#### Provided information ####

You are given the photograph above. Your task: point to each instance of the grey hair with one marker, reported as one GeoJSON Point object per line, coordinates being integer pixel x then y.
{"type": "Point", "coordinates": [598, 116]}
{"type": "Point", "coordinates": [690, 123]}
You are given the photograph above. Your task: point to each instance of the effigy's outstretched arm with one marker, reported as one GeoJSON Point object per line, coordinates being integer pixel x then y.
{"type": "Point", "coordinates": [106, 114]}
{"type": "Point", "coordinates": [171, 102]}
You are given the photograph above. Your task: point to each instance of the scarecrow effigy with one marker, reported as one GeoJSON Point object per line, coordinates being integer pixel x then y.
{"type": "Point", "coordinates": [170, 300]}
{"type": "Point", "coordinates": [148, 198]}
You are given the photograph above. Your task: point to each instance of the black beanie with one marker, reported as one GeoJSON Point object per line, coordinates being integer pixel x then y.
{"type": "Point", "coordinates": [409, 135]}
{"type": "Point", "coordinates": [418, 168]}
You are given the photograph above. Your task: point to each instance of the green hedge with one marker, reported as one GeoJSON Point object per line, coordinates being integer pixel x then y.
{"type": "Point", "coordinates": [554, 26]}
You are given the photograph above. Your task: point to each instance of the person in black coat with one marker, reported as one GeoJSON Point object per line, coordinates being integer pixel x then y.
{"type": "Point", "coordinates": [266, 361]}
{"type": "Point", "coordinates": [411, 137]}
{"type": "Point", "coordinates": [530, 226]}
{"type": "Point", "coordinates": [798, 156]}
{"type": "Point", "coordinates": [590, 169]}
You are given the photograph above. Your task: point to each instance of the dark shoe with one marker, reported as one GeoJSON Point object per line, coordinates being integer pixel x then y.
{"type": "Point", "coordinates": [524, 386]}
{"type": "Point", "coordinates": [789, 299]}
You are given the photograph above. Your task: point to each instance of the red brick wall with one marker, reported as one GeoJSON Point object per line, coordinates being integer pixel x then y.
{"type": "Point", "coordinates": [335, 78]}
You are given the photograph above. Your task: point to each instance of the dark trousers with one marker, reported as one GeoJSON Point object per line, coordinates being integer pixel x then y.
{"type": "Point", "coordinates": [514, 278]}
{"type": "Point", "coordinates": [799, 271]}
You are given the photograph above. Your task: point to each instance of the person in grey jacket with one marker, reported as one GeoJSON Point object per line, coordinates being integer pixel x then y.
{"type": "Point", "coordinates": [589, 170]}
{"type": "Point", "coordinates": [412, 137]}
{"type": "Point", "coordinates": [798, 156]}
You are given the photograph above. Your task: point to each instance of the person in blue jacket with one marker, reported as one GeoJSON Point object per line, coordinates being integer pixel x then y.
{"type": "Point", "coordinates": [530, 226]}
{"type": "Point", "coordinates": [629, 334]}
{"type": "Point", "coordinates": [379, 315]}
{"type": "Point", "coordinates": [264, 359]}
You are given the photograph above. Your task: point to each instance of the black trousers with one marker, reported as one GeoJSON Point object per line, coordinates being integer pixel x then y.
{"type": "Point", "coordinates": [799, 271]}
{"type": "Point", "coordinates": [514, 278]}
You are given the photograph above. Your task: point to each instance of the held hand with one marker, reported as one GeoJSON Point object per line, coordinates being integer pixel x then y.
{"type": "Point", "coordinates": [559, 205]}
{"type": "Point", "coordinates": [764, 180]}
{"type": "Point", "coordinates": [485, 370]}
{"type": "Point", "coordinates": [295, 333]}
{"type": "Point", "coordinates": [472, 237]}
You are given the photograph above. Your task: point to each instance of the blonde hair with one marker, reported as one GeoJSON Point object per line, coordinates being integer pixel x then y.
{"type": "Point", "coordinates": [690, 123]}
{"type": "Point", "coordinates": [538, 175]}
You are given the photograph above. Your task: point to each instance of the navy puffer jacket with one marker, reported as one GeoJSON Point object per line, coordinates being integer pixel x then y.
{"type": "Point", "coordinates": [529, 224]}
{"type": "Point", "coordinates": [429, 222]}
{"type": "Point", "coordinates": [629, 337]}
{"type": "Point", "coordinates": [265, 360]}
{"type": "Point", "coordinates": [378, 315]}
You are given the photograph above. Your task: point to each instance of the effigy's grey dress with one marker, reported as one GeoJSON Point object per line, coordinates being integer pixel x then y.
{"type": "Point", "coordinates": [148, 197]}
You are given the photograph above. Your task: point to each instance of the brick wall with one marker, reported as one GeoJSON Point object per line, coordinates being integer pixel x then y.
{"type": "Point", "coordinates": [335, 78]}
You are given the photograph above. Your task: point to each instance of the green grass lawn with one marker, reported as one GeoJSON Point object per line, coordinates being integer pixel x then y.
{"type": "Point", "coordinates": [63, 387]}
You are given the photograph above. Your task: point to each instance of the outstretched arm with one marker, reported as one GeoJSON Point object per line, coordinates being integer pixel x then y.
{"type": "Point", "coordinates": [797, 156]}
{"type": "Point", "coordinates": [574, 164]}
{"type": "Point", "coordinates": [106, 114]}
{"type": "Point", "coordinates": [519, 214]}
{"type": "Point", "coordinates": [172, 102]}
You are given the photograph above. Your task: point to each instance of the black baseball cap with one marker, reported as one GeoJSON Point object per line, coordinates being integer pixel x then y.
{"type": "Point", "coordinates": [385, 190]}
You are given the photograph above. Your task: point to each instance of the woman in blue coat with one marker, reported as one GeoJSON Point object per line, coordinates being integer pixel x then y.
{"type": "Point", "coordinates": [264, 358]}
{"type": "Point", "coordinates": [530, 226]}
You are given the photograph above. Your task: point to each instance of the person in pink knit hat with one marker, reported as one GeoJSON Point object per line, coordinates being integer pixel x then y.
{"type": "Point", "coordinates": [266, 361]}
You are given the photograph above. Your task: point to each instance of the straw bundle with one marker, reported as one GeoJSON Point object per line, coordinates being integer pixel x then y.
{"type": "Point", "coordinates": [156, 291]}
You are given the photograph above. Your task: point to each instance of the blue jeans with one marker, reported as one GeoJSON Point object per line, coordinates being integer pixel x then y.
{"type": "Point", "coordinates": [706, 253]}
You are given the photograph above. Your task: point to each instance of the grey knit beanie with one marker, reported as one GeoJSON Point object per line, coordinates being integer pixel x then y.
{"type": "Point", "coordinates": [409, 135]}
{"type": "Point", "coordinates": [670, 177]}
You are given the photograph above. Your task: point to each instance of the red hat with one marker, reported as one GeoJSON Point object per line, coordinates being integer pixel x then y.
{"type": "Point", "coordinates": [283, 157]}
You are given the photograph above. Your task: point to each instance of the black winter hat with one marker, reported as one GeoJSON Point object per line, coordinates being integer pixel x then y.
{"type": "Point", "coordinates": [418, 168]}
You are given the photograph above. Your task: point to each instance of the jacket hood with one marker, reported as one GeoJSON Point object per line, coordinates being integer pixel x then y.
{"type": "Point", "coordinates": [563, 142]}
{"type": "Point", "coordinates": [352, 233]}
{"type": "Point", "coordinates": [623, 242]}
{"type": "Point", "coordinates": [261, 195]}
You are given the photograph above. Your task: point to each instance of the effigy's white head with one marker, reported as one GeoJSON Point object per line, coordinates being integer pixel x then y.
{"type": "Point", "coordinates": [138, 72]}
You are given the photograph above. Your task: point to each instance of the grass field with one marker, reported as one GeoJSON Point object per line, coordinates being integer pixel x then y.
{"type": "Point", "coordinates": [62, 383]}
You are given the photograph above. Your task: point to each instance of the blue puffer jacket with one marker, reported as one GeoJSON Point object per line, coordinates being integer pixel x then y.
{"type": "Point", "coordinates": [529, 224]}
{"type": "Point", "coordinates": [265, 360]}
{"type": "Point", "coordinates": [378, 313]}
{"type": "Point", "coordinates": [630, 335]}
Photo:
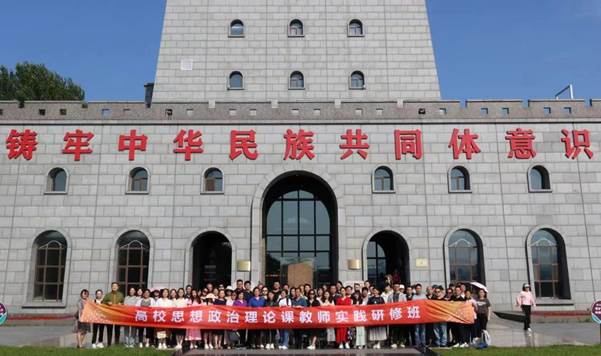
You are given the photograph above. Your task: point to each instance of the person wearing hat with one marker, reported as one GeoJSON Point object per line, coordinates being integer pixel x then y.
{"type": "Point", "coordinates": [525, 301]}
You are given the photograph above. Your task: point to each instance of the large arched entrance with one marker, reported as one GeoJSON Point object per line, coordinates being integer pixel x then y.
{"type": "Point", "coordinates": [212, 260]}
{"type": "Point", "coordinates": [387, 253]}
{"type": "Point", "coordinates": [300, 231]}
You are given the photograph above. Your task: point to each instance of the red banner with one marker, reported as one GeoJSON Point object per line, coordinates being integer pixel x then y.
{"type": "Point", "coordinates": [222, 317]}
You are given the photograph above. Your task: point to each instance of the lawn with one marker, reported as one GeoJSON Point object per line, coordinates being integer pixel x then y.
{"type": "Point", "coordinates": [523, 351]}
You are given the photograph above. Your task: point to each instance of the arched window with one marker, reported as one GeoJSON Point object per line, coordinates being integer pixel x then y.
{"type": "Point", "coordinates": [236, 28]}
{"type": "Point", "coordinates": [50, 251]}
{"type": "Point", "coordinates": [465, 257]}
{"type": "Point", "coordinates": [459, 180]}
{"type": "Point", "coordinates": [57, 181]}
{"type": "Point", "coordinates": [383, 181]}
{"type": "Point", "coordinates": [538, 179]}
{"type": "Point", "coordinates": [213, 180]}
{"type": "Point", "coordinates": [297, 80]}
{"type": "Point", "coordinates": [355, 28]}
{"type": "Point", "coordinates": [357, 80]}
{"type": "Point", "coordinates": [549, 265]}
{"type": "Point", "coordinates": [236, 81]}
{"type": "Point", "coordinates": [295, 29]}
{"type": "Point", "coordinates": [133, 251]}
{"type": "Point", "coordinates": [138, 180]}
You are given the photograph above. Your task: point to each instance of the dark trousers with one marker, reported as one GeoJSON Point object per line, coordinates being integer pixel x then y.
{"type": "Point", "coordinates": [97, 333]}
{"type": "Point", "coordinates": [527, 309]}
{"type": "Point", "coordinates": [109, 333]}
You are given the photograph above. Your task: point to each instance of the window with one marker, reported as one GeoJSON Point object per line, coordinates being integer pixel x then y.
{"type": "Point", "coordinates": [213, 180]}
{"type": "Point", "coordinates": [383, 180]}
{"type": "Point", "coordinates": [297, 80]}
{"type": "Point", "coordinates": [295, 29]}
{"type": "Point", "coordinates": [138, 180]}
{"type": "Point", "coordinates": [465, 257]}
{"type": "Point", "coordinates": [539, 179]}
{"type": "Point", "coordinates": [355, 28]}
{"type": "Point", "coordinates": [549, 265]}
{"type": "Point", "coordinates": [57, 181]}
{"type": "Point", "coordinates": [236, 81]}
{"type": "Point", "coordinates": [357, 80]}
{"type": "Point", "coordinates": [50, 251]}
{"type": "Point", "coordinates": [132, 260]}
{"type": "Point", "coordinates": [459, 180]}
{"type": "Point", "coordinates": [236, 29]}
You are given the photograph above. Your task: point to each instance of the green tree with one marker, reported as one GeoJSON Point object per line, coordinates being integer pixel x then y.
{"type": "Point", "coordinates": [36, 82]}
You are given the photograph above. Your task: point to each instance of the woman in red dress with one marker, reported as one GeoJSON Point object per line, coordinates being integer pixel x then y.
{"type": "Point", "coordinates": [342, 333]}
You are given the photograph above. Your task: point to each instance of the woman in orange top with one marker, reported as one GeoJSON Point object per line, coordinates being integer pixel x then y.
{"type": "Point", "coordinates": [342, 333]}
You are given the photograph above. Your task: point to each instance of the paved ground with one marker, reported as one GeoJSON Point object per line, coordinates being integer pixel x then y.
{"type": "Point", "coordinates": [504, 333]}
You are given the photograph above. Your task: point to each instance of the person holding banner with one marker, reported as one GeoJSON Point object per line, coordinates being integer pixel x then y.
{"type": "Point", "coordinates": [376, 333]}
{"type": "Point", "coordinates": [145, 302]}
{"type": "Point", "coordinates": [114, 297]}
{"type": "Point", "coordinates": [163, 302]}
{"type": "Point", "coordinates": [342, 333]}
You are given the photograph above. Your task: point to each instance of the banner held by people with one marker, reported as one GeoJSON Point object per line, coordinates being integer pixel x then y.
{"type": "Point", "coordinates": [225, 317]}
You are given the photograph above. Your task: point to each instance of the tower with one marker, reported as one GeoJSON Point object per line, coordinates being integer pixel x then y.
{"type": "Point", "coordinates": [385, 43]}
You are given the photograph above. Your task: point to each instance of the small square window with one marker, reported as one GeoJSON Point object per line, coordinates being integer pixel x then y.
{"type": "Point", "coordinates": [547, 110]}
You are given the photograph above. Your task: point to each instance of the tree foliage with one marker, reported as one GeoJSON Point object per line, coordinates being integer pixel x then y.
{"type": "Point", "coordinates": [36, 82]}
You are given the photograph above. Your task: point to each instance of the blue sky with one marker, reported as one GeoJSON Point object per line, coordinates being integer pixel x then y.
{"type": "Point", "coordinates": [484, 49]}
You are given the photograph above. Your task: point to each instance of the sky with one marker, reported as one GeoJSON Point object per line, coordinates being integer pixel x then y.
{"type": "Point", "coordinates": [509, 49]}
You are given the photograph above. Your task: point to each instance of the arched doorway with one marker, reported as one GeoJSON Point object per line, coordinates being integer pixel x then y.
{"type": "Point", "coordinates": [387, 253]}
{"type": "Point", "coordinates": [300, 231]}
{"type": "Point", "coordinates": [212, 260]}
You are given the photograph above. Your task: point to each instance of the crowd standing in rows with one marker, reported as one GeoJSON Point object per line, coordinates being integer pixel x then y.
{"type": "Point", "coordinates": [393, 336]}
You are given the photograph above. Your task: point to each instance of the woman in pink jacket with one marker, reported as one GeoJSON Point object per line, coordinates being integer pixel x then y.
{"type": "Point", "coordinates": [525, 300]}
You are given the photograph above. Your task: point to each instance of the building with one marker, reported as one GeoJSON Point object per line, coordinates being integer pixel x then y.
{"type": "Point", "coordinates": [281, 137]}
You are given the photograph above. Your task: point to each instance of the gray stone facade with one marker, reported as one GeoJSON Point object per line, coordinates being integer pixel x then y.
{"type": "Point", "coordinates": [197, 54]}
{"type": "Point", "coordinates": [500, 209]}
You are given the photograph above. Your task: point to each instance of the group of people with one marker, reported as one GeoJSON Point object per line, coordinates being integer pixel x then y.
{"type": "Point", "coordinates": [278, 295]}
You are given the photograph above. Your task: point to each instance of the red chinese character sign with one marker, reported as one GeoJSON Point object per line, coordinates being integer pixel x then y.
{"type": "Point", "coordinates": [188, 142]}
{"type": "Point", "coordinates": [299, 145]}
{"type": "Point", "coordinates": [77, 144]}
{"type": "Point", "coordinates": [132, 143]}
{"type": "Point", "coordinates": [521, 144]}
{"type": "Point", "coordinates": [575, 142]}
{"type": "Point", "coordinates": [408, 142]}
{"type": "Point", "coordinates": [464, 143]}
{"type": "Point", "coordinates": [223, 317]}
{"type": "Point", "coordinates": [21, 144]}
{"type": "Point", "coordinates": [354, 142]}
{"type": "Point", "coordinates": [243, 143]}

####

* [What is being asked] Starting at the line that contains "of the group", copy each line exactly through the end of the listing above. Include that first line and the last one, and add nothing.

* [Written response]
You are given the photograph above. Your task: point to each instance of the group of people with one marker, reported as one GeoJSON Point object per line, coordinates being integer pixel x then y.
{"type": "Point", "coordinates": [278, 295]}
You are given the photograph above. Your task: point to each instance of the red chinese character sign with one marker, reported as one GeoJSON Point object per line, coordinates being integer pixel x then y.
{"type": "Point", "coordinates": [188, 142]}
{"type": "Point", "coordinates": [299, 145]}
{"type": "Point", "coordinates": [77, 144]}
{"type": "Point", "coordinates": [132, 143]}
{"type": "Point", "coordinates": [521, 144]}
{"type": "Point", "coordinates": [575, 142]}
{"type": "Point", "coordinates": [408, 142]}
{"type": "Point", "coordinates": [464, 143]}
{"type": "Point", "coordinates": [223, 317]}
{"type": "Point", "coordinates": [21, 144]}
{"type": "Point", "coordinates": [354, 142]}
{"type": "Point", "coordinates": [243, 143]}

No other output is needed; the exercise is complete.